*** Opening PROVIDED DATA ***

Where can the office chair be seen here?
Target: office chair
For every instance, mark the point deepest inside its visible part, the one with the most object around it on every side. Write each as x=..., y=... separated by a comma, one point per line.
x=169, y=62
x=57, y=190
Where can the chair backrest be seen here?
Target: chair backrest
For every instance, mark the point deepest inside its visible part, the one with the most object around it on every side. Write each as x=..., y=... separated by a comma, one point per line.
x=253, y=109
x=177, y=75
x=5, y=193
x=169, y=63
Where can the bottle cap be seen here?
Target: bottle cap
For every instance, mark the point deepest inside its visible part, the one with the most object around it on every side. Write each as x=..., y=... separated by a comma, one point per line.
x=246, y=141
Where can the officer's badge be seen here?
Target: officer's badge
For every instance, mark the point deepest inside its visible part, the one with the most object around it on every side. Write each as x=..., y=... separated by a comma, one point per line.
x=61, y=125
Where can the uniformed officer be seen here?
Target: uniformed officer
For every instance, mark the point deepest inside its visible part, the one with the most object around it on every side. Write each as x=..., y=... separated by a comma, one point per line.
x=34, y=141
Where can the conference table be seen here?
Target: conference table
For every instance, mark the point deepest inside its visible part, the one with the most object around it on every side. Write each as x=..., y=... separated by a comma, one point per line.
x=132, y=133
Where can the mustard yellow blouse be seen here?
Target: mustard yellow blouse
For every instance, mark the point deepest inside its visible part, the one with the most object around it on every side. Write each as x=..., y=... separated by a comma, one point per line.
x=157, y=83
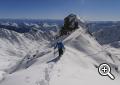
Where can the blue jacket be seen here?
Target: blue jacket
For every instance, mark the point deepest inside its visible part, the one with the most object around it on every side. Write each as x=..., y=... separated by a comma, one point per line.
x=59, y=45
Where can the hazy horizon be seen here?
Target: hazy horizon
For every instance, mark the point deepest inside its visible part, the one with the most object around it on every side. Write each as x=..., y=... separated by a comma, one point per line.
x=88, y=10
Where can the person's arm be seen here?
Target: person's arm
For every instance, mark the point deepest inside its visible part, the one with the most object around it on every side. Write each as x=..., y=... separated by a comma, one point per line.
x=55, y=46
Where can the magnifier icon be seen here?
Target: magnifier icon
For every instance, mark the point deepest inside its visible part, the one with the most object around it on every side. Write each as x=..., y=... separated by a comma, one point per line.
x=105, y=70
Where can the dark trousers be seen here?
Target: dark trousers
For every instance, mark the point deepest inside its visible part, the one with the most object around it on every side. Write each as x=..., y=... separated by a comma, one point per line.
x=60, y=52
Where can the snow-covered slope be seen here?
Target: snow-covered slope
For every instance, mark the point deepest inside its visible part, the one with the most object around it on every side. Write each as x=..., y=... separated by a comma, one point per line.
x=77, y=66
x=106, y=36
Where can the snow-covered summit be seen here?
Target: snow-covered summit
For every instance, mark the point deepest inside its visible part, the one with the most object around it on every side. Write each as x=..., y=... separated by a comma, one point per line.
x=77, y=66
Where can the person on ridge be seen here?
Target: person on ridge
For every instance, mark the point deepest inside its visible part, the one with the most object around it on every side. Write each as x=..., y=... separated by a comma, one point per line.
x=60, y=47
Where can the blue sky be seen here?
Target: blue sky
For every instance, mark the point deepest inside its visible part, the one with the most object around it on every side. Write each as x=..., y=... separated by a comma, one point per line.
x=100, y=10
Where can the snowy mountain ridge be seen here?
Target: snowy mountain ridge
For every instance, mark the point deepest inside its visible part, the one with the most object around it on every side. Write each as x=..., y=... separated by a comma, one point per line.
x=77, y=66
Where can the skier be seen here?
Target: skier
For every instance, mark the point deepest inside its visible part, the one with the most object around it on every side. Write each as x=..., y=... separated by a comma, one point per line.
x=60, y=47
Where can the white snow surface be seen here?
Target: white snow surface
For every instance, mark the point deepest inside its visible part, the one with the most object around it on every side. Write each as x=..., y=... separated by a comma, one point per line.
x=76, y=67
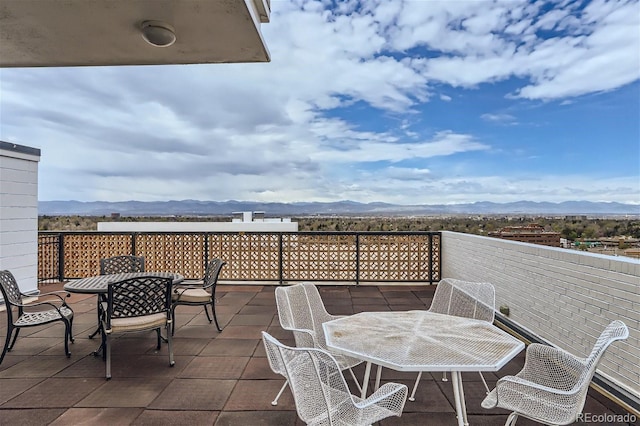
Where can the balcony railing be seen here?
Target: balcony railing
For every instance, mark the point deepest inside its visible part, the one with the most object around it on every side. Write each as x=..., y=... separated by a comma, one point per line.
x=251, y=256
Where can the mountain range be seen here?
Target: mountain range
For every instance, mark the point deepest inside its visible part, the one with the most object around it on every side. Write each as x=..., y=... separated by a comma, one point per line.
x=218, y=208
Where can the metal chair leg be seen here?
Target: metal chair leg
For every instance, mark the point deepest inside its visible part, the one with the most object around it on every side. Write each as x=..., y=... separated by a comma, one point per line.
x=275, y=401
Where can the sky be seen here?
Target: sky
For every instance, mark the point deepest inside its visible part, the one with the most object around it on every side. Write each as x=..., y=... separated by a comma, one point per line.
x=404, y=102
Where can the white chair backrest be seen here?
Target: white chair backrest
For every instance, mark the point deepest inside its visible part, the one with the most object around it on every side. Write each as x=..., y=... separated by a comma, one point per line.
x=465, y=299
x=300, y=307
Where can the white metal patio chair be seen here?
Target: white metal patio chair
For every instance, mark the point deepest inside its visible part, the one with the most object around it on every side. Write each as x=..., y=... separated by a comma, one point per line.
x=462, y=299
x=133, y=305
x=301, y=310
x=320, y=392
x=49, y=308
x=552, y=386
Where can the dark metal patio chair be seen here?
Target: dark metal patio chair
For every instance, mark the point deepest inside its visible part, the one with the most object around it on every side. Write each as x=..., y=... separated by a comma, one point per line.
x=199, y=294
x=53, y=309
x=117, y=265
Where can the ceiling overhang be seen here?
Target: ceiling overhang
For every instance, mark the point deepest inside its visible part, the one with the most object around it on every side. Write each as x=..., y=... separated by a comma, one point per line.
x=57, y=33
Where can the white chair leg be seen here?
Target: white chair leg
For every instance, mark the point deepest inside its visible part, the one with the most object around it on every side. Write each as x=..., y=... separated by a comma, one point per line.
x=511, y=420
x=275, y=401
x=485, y=383
x=356, y=380
x=413, y=392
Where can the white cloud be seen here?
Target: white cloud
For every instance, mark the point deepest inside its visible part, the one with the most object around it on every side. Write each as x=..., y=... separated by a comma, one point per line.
x=277, y=132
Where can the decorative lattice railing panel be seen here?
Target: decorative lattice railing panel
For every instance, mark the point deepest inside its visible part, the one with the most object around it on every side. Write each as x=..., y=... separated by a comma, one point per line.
x=249, y=256
x=169, y=252
x=316, y=257
x=82, y=252
x=258, y=256
x=48, y=257
x=395, y=258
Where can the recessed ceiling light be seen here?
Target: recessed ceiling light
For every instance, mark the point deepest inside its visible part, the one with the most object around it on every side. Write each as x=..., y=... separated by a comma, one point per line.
x=158, y=34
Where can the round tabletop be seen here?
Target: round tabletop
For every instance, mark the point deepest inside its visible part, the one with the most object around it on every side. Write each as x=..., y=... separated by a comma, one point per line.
x=100, y=283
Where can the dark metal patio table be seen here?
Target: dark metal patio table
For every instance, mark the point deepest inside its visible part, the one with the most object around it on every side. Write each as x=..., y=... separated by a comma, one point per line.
x=100, y=283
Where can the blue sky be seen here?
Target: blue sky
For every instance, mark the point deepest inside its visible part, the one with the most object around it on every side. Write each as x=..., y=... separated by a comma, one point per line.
x=407, y=102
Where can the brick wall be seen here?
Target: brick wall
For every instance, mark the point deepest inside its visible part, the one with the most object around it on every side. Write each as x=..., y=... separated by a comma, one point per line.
x=563, y=296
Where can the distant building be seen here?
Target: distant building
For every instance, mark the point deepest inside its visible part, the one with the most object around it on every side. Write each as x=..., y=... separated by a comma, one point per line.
x=533, y=233
x=240, y=222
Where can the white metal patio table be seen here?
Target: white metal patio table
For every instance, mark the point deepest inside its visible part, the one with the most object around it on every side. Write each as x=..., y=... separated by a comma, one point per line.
x=423, y=341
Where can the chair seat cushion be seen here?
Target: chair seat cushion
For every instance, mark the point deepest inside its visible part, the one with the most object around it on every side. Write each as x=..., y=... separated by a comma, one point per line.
x=42, y=317
x=138, y=323
x=192, y=295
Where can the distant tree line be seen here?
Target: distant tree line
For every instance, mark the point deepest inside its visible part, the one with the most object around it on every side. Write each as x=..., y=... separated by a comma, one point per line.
x=569, y=228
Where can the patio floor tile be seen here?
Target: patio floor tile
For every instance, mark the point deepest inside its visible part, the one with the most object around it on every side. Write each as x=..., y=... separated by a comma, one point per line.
x=194, y=394
x=220, y=379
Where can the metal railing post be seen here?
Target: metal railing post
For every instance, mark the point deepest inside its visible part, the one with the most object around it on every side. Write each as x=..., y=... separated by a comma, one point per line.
x=357, y=258
x=60, y=257
x=280, y=259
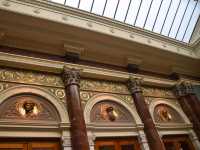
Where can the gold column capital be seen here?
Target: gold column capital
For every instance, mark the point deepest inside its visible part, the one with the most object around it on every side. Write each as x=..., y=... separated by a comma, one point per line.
x=183, y=88
x=71, y=76
x=134, y=84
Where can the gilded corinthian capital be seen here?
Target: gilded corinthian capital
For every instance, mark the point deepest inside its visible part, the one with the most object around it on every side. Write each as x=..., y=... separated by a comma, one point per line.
x=134, y=85
x=183, y=88
x=71, y=76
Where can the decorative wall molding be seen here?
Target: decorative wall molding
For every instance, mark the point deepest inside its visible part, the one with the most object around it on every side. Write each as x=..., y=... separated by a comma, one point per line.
x=158, y=92
x=45, y=65
x=103, y=86
x=36, y=90
x=87, y=95
x=105, y=96
x=173, y=105
x=80, y=19
x=30, y=77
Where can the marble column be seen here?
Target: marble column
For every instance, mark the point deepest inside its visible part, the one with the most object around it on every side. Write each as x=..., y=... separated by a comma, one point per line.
x=79, y=138
x=143, y=141
x=184, y=93
x=150, y=130
x=194, y=139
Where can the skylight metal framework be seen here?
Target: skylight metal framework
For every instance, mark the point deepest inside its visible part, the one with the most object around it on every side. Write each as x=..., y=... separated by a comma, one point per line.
x=171, y=18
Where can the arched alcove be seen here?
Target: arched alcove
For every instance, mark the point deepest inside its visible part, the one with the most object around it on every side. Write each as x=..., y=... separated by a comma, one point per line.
x=28, y=108
x=163, y=113
x=42, y=94
x=170, y=108
x=112, y=100
x=110, y=112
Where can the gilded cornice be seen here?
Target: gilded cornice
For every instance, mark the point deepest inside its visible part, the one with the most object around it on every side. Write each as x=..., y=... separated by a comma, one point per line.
x=157, y=92
x=30, y=77
x=58, y=13
x=103, y=86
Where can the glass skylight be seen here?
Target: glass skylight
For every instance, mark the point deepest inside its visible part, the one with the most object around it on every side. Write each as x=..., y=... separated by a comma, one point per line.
x=172, y=18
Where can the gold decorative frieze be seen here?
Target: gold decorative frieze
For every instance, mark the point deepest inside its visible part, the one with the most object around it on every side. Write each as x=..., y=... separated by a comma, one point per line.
x=156, y=92
x=58, y=93
x=87, y=95
x=103, y=86
x=30, y=77
x=4, y=86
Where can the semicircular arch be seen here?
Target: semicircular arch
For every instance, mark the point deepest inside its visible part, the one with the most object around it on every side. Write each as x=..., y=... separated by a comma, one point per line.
x=102, y=97
x=169, y=104
x=24, y=89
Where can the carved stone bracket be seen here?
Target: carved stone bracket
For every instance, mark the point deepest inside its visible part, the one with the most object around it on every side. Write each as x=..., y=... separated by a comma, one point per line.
x=183, y=88
x=71, y=76
x=134, y=85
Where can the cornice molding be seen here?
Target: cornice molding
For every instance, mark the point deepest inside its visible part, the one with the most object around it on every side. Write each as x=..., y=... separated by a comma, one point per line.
x=37, y=64
x=81, y=19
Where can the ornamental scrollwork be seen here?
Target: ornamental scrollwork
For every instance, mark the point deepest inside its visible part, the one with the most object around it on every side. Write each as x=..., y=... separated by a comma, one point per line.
x=59, y=93
x=166, y=114
x=30, y=77
x=4, y=86
x=157, y=92
x=103, y=86
x=71, y=76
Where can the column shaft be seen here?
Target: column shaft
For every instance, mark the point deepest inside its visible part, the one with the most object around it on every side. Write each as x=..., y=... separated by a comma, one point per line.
x=150, y=130
x=78, y=130
x=190, y=105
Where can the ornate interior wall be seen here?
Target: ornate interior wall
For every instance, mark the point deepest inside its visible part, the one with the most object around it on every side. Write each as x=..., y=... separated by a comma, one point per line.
x=96, y=97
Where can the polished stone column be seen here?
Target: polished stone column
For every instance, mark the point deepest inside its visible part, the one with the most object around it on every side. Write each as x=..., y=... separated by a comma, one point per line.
x=185, y=95
x=79, y=138
x=150, y=130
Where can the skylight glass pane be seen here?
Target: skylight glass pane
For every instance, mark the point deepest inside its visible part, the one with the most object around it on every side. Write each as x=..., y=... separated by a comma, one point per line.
x=86, y=5
x=133, y=11
x=152, y=14
x=186, y=18
x=170, y=17
x=122, y=9
x=143, y=13
x=161, y=16
x=110, y=8
x=58, y=1
x=173, y=18
x=72, y=3
x=98, y=7
x=177, y=21
x=192, y=24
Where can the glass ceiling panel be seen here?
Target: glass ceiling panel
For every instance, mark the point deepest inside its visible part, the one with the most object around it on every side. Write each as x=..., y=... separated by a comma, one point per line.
x=171, y=18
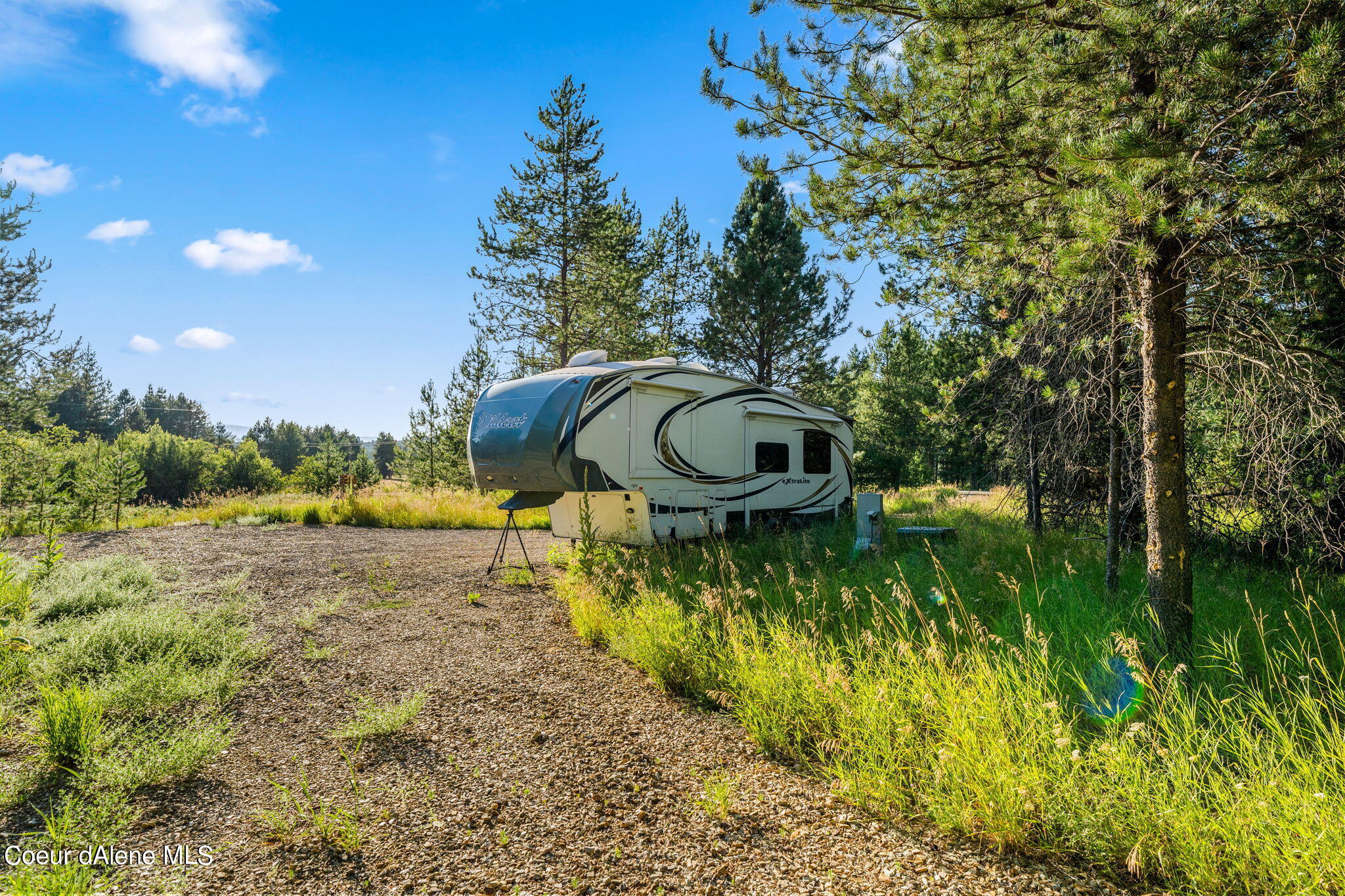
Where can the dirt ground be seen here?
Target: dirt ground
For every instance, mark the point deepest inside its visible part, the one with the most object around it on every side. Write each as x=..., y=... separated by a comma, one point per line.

*** Closing PROVIDED DATA ***

WHAT IS REQUIRED |
Above are some records; copy exactly the lines from the one with "Where can the distant building be seen here?" through the one with "Where can the chair seat", both included, and no others.

YOUR SOLUTION |
Where can the distant building be seen here?
Target: distant building
For every instance, mark the point deepest inside its visible part, the one with the most object around it on every side. Write each as x=..., y=... separated by a comma, one point per line.
x=533, y=233
x=240, y=222
Where can the white metal patio table be seen here?
Target: white metal patio table
For every instance, mark the point deepest inside its visible part, the one with the most object around it on every side. Write each as x=..., y=... separated by a comma, one point per line.
x=423, y=341
Where can the chair seat cushion be seen here?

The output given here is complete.